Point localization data
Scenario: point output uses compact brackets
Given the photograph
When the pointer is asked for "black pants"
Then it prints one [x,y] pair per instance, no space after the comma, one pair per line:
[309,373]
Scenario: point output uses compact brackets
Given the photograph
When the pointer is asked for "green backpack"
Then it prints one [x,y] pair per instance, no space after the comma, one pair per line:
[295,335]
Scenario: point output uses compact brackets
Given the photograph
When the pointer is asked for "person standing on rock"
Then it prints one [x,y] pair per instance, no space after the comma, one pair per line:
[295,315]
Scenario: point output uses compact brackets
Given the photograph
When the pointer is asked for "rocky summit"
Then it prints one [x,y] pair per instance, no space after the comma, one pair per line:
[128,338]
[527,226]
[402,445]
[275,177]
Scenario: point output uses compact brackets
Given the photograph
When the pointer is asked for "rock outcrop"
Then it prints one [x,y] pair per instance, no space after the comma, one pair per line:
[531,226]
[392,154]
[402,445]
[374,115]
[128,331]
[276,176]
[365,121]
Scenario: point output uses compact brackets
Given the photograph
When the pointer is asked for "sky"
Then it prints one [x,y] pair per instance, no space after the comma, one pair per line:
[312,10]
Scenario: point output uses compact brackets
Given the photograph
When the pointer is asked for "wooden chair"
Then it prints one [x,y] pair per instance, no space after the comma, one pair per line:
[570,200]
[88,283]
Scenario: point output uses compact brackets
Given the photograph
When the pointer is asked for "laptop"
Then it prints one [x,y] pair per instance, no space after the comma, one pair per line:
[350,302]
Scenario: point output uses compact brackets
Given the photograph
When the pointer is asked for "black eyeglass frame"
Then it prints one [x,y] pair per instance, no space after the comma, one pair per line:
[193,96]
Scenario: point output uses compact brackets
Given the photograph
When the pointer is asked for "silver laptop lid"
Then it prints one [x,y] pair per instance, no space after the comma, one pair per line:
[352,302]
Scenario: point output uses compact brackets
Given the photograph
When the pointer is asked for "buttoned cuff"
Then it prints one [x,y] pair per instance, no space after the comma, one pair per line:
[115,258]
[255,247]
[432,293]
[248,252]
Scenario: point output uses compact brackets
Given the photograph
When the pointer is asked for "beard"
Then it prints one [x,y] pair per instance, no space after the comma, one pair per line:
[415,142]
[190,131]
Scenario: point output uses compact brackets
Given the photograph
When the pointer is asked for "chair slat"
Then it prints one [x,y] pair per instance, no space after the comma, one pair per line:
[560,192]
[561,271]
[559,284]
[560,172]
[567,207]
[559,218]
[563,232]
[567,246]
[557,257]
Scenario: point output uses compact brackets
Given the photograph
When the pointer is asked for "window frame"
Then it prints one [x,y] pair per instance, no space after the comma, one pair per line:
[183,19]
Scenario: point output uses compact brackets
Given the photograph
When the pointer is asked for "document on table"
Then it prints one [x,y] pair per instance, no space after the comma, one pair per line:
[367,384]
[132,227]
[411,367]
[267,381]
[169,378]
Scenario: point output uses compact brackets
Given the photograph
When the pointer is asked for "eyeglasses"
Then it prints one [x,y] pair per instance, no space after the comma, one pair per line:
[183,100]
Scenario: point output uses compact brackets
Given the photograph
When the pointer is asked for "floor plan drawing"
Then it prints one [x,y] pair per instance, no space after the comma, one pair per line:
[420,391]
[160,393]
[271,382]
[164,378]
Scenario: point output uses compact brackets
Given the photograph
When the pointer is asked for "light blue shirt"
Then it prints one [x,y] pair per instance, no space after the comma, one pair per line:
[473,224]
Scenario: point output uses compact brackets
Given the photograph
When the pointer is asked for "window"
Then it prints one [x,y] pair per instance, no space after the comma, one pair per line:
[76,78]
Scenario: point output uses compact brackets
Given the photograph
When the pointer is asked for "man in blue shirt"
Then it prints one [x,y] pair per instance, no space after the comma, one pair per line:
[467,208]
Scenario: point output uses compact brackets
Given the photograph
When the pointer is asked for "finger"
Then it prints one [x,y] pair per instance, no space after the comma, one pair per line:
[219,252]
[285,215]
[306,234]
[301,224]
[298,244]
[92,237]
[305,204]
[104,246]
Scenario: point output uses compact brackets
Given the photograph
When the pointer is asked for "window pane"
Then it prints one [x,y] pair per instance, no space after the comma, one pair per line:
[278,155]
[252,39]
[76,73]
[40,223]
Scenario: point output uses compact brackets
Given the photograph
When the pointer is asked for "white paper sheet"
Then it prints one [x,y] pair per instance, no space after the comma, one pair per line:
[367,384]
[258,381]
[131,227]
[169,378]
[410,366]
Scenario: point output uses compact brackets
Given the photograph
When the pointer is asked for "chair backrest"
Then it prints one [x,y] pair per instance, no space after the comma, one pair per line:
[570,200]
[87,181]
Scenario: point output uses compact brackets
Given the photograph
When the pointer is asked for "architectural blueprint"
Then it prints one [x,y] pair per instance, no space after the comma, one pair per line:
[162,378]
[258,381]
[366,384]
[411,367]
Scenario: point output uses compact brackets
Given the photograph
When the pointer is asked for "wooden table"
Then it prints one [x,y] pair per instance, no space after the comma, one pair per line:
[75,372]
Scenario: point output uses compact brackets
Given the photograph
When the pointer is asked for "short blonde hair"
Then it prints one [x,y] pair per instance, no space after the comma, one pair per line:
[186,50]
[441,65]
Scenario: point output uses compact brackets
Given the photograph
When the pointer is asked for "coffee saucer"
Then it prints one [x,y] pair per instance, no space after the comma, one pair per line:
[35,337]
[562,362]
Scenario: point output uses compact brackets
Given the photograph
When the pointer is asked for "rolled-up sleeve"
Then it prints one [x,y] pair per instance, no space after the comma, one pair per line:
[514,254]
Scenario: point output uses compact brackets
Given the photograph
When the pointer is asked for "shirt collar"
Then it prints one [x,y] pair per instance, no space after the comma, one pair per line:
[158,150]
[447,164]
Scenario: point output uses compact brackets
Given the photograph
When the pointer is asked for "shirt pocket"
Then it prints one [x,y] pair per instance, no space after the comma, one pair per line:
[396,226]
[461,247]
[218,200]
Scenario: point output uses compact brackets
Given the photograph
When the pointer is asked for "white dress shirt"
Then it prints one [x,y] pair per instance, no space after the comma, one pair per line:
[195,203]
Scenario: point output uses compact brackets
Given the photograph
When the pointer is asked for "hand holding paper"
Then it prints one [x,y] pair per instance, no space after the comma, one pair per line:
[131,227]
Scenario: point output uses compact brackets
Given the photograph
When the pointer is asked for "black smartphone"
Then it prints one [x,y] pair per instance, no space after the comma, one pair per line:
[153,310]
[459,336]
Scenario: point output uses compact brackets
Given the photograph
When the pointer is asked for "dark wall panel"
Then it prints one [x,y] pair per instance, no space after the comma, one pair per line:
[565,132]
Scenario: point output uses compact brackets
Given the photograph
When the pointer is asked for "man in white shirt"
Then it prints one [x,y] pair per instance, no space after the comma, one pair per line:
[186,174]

Exercise objective
Every word of the data above should be given again, exactly as it stands.

Solution to the problem
Scenario: point output uses compact brackets
Given the photograph
When the pointer is asked for "black pants"
Then it prints one [x,y] pair per instance, no space after the comma, one pair per line:
[309,373]
Scenario: point output uses compact brackets
Given the photograph
When the pointer is asked for "green backpack"
Then it prints one [x,y] pair per instance, no space after the comma, one pair per line:
[295,335]
Scenario: point output uses compact brackets
Given the photograph
When the pointer is asked for "person standing on rock"
Then it prints one [x,y] pair per instance, no space after the comma, one pair per line:
[295,315]
Scenario: point output uses compact brackets
Given the photograph
When the pointer is asked for "rocky summit"
Then it prints one [x,y] pair per instance, no space after the comma, one pair per line:
[128,338]
[527,226]
[402,445]
[275,177]
Scenario: point output uses compact brackets
Given the photograph
When the pointer is asked for "rock outcrop"
Then it prints one [x,y] pair per instance, no space after the comma, one pair per line:
[531,226]
[392,154]
[402,445]
[374,115]
[128,331]
[276,176]
[365,121]
Scenario: point output uses compact brackets
Given the photograph
When the pointer is asked for "sky"
Then it prints one [x,y] pair per instance, no space after the comma, one pair per line:
[312,10]
Scenario: point output uses compact brackets
Given the photograph
When the pointer is asked for "wooden chair"
Then it prints one [x,y] pair per instance, no space after the comma, one pair per line:
[570,200]
[88,283]
Scenario: point output uses compact brackets
Given the photograph
When the pointer is asked for "laptop"
Then it prints one [x,y] pair per instance, no space after the comma, one pair per line:
[350,302]
Scenario: point output uses compact brackets
Given the photograph
When the pointer is asked for "black eyeglass frame"
Then it prints one [x,y] pair per instance, no space after the comma, one pair per line:
[193,96]
Scenario: point output uses compact brackets
Given the photograph
When the pointer is asked for "silver laptop lid"
Then it prints one [x,y] pair per instance, no space after the comma, one pair per line:
[352,302]
Scenario: point output uses compact brackets
Given the photograph
When the pointer is asked for "buttoned cuff"
Then it prints one [x,y] pair per instance, no space after the comma, one pair per line:
[115,258]
[255,247]
[432,293]
[248,252]
Scenario: point output uses compact brackets
Given the photograph
When the pointer is asked for "beard"
Then it prints one [x,y] pair per instance, no space after the comma, one pair per line:
[415,142]
[190,131]
Scenario: point output uses compact brackets
Given the photograph
When the pointer is asked for "chair slat"
Then it prints one [x,y] pair per instance, no space after the comma, one pair per line:
[560,192]
[561,271]
[559,284]
[560,172]
[567,207]
[559,218]
[563,232]
[567,246]
[557,257]
Scenario: point output uses compact brackets
Given the photograph
When the pointer is asked for "window frame"
Then it prints one [x,y] pair per instance, no space after the comma, one pair per line:
[183,19]
Scenario: point output uses compact brackets
Given the photograph
When the pointer is asked for "document on table"
Then it prints one [x,y] pair per instance, no space after the comma, one pair per line:
[367,384]
[132,227]
[411,367]
[267,381]
[169,378]
Scenario: point output uses compact brackets
Given the photograph
When the pointer is asked for "eyeglasses"
Then it prints one [x,y] pair per instance, no space after the comma, one pair per line:
[183,100]
Scenario: point output uses compact brackets
Given the photograph
When the pointer is asked for "floor plan drawing"
Then it prints one [x,y] pair per instance, no space after the comma, one pair per line:
[420,391]
[160,393]
[271,382]
[164,378]
Scenario: point output uses compact brackets
Given the photograph
When the pointer is asked for "light blue shirt"
Then it prints one [x,y] pair per instance, no space after the comma, one pair per line:
[473,224]
Scenario: point output uses compact brackets
Given the photograph
When the pointer is asked for "window"
Then it prints one [x,y] pair per instance, no space after the comma, one pair per line:
[76,78]
Scenario: point output uses compact brackets
Given the photograph
When the pointer is asked for "man in blue shirt"
Then it prints one [x,y] pair per instance, no space after the comma, one pair per line:
[467,208]
Scenario: point output uses compact brackets
Given the photograph
When the pointer is asked for "finger"
Then it prints one [x,y] pair per instance, no space after the comma, one pair per line:
[219,252]
[285,215]
[306,234]
[301,224]
[298,244]
[92,237]
[305,204]
[104,246]
Scenario: point output uses compact brackets
Given the photograph
When the pointer is asked for "window pane"
Then it prints one [x,y] pair per instance, no space after the comma, one pair per line:
[278,155]
[252,39]
[76,73]
[40,223]
Scenario: point output uses compact brackets
Given the photograph
When the pointer is asked for "white paper sheet"
Then it prints one [x,y] pair per instance, no space after the comma, one pair per line:
[367,384]
[258,381]
[131,227]
[169,378]
[410,366]
Scenario: point output uses compact brackets
Given the photograph
When the pointer is asked for "chair backrest"
Then it prints one [x,y] pair per instance, no space after the comma, one pair per line:
[570,200]
[87,181]
Scenario: point output uses compact brackets
Given the photograph
When the pointer is asked for "architectural blueprint"
Then it prints one [x,y] pair per instance, no space after the comma, one pair per line:
[162,378]
[258,381]
[366,384]
[411,367]
Scenario: point output uses compact brackets
Given the photograph
When the pointer is asked for "wooden table"
Then it prints one [x,y] pair per instance, no space after the comma, one pair per line:
[75,372]
Scenario: point output uses compact brackets
Given the photograph
When the pointer is asked for "short blonde hair"
Then it prints one [x,y] pair per instance, no space after the comma, one pair per line:
[186,50]
[441,65]
Scenario: point output uses compact brackets
Given the photograph
When the pointer is asked for "coffee saucer"
Then it prints one [x,y] pair per instance, no space after the comma, one pair per line:
[35,337]
[562,362]
Scenario: point output uses compact brackets
Given the photograph
When the pointer is asked for "rolled-up sleeve"
Then it prints one [x,y] pair per instance, no space after the comma, one pair per line:
[514,254]
Scenario: point output uses compact brackets
Given the photograph
When the pointer is asked for "shirt collar"
Then it prints one [x,y] pair per instance, no space after the comma, one pair per line:
[158,150]
[447,164]
Scenario: point output uses compact brackets
Given the photograph
When the pointer is asked for "shirt pocket"
Then it prints one [x,y] pair per instance, no space after the comma, one pair per line:
[396,226]
[461,247]
[218,200]
Scenario: point output uses compact brackets
Given the photograph
When the pointer is asked for "white dress shirt"
Then it prints one [x,y] pair per instance, no space after the comma, one pair per line:
[195,203]
Scenario: point output uses compact brackets
Given the photograph
When the pointer is asked for "hand holding paper"
Then it prints one [x,y] pair per instance, no space after the comma, one pair per line:
[131,227]
Scenario: point output uses compact brackets
Given the photograph
When the pointer is asked for "black smartphone"
Then it prints one [x,y] pair per instance, no space after the comma, one pair per line:
[153,310]
[459,336]
Scenario: point output uses compact brackets
Given the photograph
When the pointer is asked for "dark wall panel"
Then it prints one [x,y] pair per instance, no space after the comma, one pair per line:
[565,132]
Scenario: point output uses compact brackets
Given the photograph
When the pointer is asked for "man in white shirt"
Then it prints one [x,y] pair per instance, no space after the comma, one pair per line:
[186,174]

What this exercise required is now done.